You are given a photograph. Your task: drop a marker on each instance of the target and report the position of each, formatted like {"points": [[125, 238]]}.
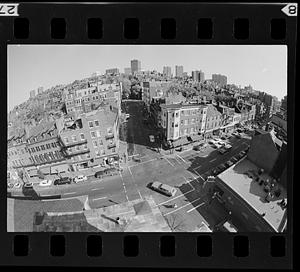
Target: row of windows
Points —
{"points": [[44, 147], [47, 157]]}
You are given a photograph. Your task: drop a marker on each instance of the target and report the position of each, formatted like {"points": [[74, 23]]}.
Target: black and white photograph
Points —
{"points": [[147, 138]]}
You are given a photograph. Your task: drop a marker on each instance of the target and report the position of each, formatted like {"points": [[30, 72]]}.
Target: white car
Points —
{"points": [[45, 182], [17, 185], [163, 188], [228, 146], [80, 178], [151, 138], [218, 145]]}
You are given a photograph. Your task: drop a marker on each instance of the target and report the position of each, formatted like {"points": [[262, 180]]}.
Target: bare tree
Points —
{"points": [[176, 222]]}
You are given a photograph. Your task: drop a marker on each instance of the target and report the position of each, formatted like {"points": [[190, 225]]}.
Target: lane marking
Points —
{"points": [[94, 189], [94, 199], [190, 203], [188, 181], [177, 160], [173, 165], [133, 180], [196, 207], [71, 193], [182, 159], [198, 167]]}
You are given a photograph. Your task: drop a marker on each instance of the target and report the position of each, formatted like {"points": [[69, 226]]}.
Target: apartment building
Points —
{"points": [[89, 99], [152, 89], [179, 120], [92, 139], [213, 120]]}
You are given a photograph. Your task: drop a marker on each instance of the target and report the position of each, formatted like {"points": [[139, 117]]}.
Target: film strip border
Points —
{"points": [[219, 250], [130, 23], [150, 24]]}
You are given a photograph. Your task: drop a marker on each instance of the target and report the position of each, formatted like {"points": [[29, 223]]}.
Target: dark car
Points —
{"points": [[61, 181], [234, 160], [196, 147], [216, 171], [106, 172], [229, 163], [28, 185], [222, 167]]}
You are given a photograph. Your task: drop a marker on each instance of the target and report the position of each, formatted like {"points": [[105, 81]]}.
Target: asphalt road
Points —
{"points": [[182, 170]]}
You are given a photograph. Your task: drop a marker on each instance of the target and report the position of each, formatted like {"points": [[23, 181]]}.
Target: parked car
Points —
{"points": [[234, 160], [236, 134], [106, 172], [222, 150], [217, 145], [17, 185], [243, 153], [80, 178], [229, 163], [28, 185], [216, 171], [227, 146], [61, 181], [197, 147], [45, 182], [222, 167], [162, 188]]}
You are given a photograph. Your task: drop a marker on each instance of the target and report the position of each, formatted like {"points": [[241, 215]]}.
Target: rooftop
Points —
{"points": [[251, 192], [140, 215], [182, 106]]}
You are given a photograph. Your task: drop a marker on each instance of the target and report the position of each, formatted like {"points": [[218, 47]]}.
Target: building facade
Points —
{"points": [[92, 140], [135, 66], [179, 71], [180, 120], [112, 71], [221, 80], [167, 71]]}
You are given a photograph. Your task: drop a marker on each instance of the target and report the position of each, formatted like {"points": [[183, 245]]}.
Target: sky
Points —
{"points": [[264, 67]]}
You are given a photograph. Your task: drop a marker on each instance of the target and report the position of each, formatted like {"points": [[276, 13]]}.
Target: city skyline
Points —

# # # # #

» DESCRIPTION OF THE TASK
A complete answer gives every line of the records holding "building".

» ANSWER TO THIS EXERCISE
Target: apartment building
Target: building facade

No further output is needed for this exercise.